§ Exercices proposés:
A) Relevez toutes les personnes nommées dans l'extrait consacré à Borealopelta.
B) Prolongez l'extrait consacré à Borealopelta au-delà de sa dernière phrase.

§ Extrait du document:
Borealopelta

Borealopelta markmitchelli

Borealopelta désigne un genre éteint de dinosaures ornithischiens herbivores, un ankylosaurien de la famille des nodosauridés. Il a vécu à la fin du Crétacé inférieur (Albien), il y a environ 110 millions d'années dans ce qui est aujourd'hui la province de l'Alberta, au Canada[1],[2].

Le seul spécimen fossile découvert est dans un état de conservation exceptionnel pour un dinosaure[2]. Ce dernier a conservé non seulement les ostéodermes constituant son armure, mais également les gaines de kératine et la peau qui les recouvrent. De la mélanine a ainsi pu être identifiée indiquant que la peau du dos de l'animal était de couleur brun-rougeâtre.

Le genre Borealopelta ne comprend qu'une seule espèce, Borealopelta markmitchelli, décrite par Caleb Brown et ses collègues en 2017[1],[3].

Étymologie

Le nom de genre Borealopelta est composé de deux mots du grec ancien « Boréas », « vent du nord » et « Péltê », « bouclier » pour donner « bouclier du nord ». Le nom d'espèce markmitchelli honore le technicien Mark Mitchell pour son travail remarquable de préparation du fossile.

Description

Photo et diagramme composite de l'holotype vu de dessus.
Les différents types de plaques osseuses sont colorées :
cou (en rouge), thorax (en vert), dont les deux épines des épaules notées T1, et zone sacrée (en mauve).

La conservation tridimensionnelle de ce dinosaure de grande taille est remarquable. Il présente une bonne partie du squelette articulé avec des tissus mous. Selon Don Henderson, du musée royal Tyrrell de paléontologie, l'animal devait faire dans les 5,5 mètres de long et peser 1,3 tonne. Il manque malheureusement les deux derniers mètres avec les pattes arrière et la queue de même qu'une partie du membre avant gauche. En revanche, la partie du bassin jusqu'à la tête ainsi que le pied droit sont parfaitement conservés[4]. Bien que de nombreux petits dinosaures aient été conservés avec des traces de tissus mous et de la peau, ils sont généralement aplatis et comprimés pendant la fossilisation.

§ Données enregistrées:
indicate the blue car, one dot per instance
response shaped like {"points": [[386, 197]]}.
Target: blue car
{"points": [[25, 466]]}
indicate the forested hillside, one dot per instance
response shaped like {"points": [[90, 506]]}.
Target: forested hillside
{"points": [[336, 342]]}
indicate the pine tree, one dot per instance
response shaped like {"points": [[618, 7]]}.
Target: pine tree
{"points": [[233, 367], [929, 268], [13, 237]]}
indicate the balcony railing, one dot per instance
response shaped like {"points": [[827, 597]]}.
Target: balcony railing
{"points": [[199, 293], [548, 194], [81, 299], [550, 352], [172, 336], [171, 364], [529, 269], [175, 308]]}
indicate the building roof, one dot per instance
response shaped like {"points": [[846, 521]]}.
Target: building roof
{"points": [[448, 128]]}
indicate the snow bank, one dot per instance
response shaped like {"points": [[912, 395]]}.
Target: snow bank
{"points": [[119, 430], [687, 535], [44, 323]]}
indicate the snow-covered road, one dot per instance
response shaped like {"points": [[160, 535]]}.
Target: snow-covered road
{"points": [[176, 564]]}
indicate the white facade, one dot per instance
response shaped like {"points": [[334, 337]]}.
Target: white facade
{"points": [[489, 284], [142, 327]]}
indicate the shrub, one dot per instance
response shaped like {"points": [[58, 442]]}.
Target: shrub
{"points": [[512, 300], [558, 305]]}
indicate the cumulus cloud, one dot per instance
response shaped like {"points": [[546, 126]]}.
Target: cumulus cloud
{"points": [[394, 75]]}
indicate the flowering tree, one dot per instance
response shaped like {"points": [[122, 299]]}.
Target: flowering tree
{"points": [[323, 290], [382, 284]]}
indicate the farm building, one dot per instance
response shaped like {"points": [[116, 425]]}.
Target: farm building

§ Réponses fournies:
A) Caleb Brown, Mark Mitchell et Don Henderson.

B)
Le corps de Borealopelta a été transporté peu de temps après sa mort, probablement par un fleuve, jusqu'à la mer. Il semble alors avoir reposé sur le fond marin, ce qui a amené la moitié supérieure du corps à être rapidement ensevelie par les sédiments, la préservant ainsi d'une détérioration de ses tissus[1],[2].

Crâne

Le crâne a une longueur de 36,3 centimètres pour une largeur de 33,5 centimètres[3].

Armure

Un grand nombre d'ostéodermes, ces plaques osseuses dermiques avec une crête, qui constituent l'armure de l'animal, sont préservés. À la différence de ce que l'on observe sur la plupart des fossiles d'ankylosauriens, les ostéodermes sont ici encore en position les uns par rapport aux autres et montrent qu'ils forment un « blindage » quasi-continu. 172 d'entre eux ont pu être mesurés et étudiés en détail. Leurs formes sont très différentes, avec une taille variant de 5 à 30 centimètres de longueur[5].

Ils sont disposés en de nombreuses rangées étroitement espacées, situées sur le dos et le flanc de l'animal. Sur chacune des épaules une de ces plaques s'est transformée en une longue épine ou pointe en forme de corne qui mesure plus de 55 centimètres de long[5].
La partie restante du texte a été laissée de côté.